▶ RECORDS TO PROCESS:
- - - - - - -

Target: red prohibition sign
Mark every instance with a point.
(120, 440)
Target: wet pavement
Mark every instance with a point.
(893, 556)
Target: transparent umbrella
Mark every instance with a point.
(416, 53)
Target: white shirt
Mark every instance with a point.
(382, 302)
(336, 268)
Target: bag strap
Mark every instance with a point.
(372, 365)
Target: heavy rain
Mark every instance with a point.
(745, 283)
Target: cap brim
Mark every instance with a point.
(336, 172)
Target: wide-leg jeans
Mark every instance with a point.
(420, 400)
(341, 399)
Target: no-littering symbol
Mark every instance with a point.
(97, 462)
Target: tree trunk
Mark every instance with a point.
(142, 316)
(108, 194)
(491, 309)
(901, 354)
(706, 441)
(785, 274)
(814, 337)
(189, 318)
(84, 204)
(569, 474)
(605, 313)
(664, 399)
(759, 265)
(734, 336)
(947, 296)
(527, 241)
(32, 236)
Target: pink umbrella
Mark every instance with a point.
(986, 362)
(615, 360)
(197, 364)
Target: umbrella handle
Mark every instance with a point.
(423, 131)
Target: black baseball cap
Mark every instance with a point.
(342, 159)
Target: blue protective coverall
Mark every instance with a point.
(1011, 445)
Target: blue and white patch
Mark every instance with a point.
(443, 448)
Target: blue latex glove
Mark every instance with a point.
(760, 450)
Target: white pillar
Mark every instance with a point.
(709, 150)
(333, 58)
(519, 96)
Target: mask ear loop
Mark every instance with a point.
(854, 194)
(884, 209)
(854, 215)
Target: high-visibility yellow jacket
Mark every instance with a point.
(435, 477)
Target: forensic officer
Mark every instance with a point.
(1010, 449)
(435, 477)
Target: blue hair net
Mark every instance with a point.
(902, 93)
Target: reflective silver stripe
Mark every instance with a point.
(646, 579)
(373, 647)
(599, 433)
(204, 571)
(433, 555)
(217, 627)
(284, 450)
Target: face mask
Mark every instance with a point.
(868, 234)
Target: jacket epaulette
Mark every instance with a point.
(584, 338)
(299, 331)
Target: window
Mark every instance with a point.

- - - - - - -

▶ TO DO: Give back all the records exactly as they stand.

▶ RESPONSE:
Target: red prohibition sign
Mark every instance with a point.
(120, 440)
Target: wet pavement
Mark every instance with a point.
(893, 556)
Target: transparent umbrella
Mark every instance with a point.
(416, 53)
Target: white shirt
Mark every instance with a point.
(382, 302)
(336, 268)
Target: bag strap
Mark every instance with a point.
(372, 365)
Target: heavy rain
Mark every instance with a point.
(745, 283)
Target: cap brim
Mark every instance with a point.
(336, 172)
Target: wide-leg jeans
Mark every instance with a point.
(420, 400)
(341, 399)
Target: no-littering symbol
Mark every instance with a point.
(97, 462)
Target: tree trunk
Mark every instance with a point.
(142, 316)
(108, 194)
(491, 309)
(901, 354)
(706, 441)
(785, 274)
(814, 337)
(189, 318)
(84, 204)
(569, 474)
(605, 313)
(664, 399)
(759, 265)
(734, 336)
(947, 296)
(527, 241)
(32, 236)
Target: pink umbrella
Mark every instance with a point.
(986, 362)
(615, 360)
(197, 364)
Target: umbrella handle
Mark every instance with a point.
(423, 131)
Target: black baseball cap
Mark every instance with a point.
(342, 159)
Target: blue protective coverall
Mark every instance with a point.
(1011, 445)
Target: blue and white patch
Mark every instance with a point.
(443, 448)
Target: blue latex glove
Mark every instance with a point.
(760, 450)
Target: white pillar
Mark every instance with a point.
(709, 150)
(333, 58)
(519, 96)
Target: mask ear loop
Mark every instance with a point.
(854, 194)
(884, 209)
(854, 215)
Target: high-visibility yellow jacket
Mark every instance with a point.
(435, 477)
Target: forensic officer
Mark every instance with a point.
(1010, 449)
(435, 477)
Target: blue hair net
Mark every instance with a point.
(902, 93)
Target: reflective silver stripe
Mark every instance with a point.
(646, 579)
(373, 647)
(599, 433)
(204, 571)
(433, 555)
(217, 627)
(284, 450)
Target: face mask
Mark every instance with a point.
(868, 234)
Target: jacket epaulette
Mark every instance with a point.
(584, 338)
(299, 331)
Target: window
Mark every instance with a point.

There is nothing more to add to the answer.